EXERCISE REQUIREMENTS >>
1 - Decide whether each statement agrees with the Halal Guys passage, answering yes or no and quoting the deciding words: (a) Fransmart had sold 350 franchises as of March 2016. (b) Chicken and Rice won the Vendy Award in 2005. (c) The franchise in the Philippines is still listed as active on the official Halal Guys website.
2 - Update the Halal Guys passage between "In addition, the" and "in the cold.", inclusive, so that "New Year's Eve" takes the place of "Christmas Eve".

SUPPLIED TEXT START

In June 2014, Halal Guys hired Fransmart, a franchise development company that had previously worked with Qdoba Mexican Grill and Five Guys and had sold 350 franchises as of March 2016. Within the first year of launching their franchise expansion campaign they closed deals for California; New Jersey; Connecticut; Virginia; Washington, D.C.; Houston and Austin, Texas; Chicago, Illinois.

In 2015, Halal Guys opened their first international franchise in the Philippines. This franchise was the first restaurant to be halal certified by the Halal Development Institute of the Philippines, but is no longer listed as an active franchise on the official Halal Guys website. As of 2025, The Halal Guys operate over 100 locations globally, including franchises in the United States, Canada, South Korea, Indonesia, and the United Kingdom.

==Reception==
In 2005, Chicken and Rice was one of four finalists for the "Vendy Award" presented by a New York City street vendor advocacy group known as the Street Vendor Project. Chicken and Rice eventually lost out to Rolf Babiel from Hallo Berlin, a sausage cart on 54th and 5th.

In addition, the popularity of the cart has been further aided by high-profile customers. Chef Christopher Lee, who was one of Food & Wines best new chefs of 2006, mentioned in an interview with the magazine that he "can't stay away from it" and once was there on Christmas Eve waiting two and a half hours in the cold.

The cart has since become a prominent cuisine throughout New York City and has been heard as far as Hawaii. It has caused an increase in competition among street meat carts in Midtown Manhattan. Lines commonly grow to over an hour's wait. There is also a student club at New York University dedicated to the food cart.

SUPPLIED TEXT END
RECORDED INFORMATION START

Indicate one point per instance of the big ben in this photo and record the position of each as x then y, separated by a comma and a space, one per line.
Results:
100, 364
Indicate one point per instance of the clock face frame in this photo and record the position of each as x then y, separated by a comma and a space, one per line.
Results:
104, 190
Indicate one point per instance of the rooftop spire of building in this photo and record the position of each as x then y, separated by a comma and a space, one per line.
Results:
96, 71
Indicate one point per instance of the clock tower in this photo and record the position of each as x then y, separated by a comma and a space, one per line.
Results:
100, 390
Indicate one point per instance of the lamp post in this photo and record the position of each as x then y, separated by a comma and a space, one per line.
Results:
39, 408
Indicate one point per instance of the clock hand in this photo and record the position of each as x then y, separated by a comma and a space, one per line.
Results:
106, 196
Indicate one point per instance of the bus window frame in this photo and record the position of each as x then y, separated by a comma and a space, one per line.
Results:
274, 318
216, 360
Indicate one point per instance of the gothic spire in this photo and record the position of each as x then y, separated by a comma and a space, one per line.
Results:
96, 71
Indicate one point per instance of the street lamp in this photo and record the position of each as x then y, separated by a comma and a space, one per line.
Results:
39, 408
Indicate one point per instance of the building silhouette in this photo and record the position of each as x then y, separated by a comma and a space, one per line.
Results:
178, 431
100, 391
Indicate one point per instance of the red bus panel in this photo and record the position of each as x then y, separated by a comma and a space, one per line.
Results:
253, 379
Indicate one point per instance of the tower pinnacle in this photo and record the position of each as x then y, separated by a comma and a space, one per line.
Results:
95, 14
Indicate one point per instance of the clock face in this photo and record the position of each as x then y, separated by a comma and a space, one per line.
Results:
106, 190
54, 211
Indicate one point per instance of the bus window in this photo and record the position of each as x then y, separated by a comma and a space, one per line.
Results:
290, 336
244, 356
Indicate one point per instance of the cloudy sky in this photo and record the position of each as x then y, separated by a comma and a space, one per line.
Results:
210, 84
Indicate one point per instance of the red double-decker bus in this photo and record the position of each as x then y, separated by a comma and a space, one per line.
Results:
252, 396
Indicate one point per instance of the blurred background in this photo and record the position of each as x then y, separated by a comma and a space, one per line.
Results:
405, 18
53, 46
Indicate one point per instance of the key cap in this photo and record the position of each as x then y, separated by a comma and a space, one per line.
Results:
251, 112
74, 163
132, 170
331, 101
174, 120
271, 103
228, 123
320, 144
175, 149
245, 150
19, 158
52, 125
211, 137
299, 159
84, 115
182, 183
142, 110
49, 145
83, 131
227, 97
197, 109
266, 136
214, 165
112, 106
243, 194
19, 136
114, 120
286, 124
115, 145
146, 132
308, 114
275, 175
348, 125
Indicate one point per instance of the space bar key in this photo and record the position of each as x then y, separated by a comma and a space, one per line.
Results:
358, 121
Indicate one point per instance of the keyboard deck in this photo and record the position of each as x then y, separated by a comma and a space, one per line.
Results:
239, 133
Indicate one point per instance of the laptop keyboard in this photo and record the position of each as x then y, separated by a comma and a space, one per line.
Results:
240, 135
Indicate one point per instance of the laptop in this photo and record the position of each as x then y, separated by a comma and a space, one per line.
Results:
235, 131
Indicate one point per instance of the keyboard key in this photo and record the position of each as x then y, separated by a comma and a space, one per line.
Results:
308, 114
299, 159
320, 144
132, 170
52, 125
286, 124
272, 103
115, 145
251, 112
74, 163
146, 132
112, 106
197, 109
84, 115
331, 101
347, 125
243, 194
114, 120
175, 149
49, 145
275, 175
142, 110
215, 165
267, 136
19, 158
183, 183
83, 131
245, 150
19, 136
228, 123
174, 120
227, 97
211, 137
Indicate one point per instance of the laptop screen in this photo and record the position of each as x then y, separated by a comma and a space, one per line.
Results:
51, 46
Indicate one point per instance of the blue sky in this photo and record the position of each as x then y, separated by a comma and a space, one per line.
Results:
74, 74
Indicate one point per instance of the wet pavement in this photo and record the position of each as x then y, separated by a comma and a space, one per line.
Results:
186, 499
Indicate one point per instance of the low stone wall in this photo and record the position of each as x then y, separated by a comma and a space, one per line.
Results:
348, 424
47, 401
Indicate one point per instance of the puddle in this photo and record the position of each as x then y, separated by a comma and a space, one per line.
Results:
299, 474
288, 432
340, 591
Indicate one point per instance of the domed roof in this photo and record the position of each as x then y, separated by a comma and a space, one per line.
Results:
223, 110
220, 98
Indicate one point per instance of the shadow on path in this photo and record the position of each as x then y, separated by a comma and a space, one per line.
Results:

RECORDED INFORMATION END

SOLUTION SET >>
1 -
(a) Yes: "had sold 350 franchises as of March 2016"
(b) No: "Chicken and Rice eventually lost out to Rolf Babiel from Hallo Berlin"
(c) No: "is no longer listed as an active franchise on the official Halal Guys website"

2 -
In addition, the popularity of the cart has been further aided by high-profile customers. Chef Christopher Lee, who was one of Food & Wines best new chefs of 2006, mentioned in an interview with the magazine that he "can't stay away from it" and once was there on New Year's Eve waiting two and a half hours in the cold.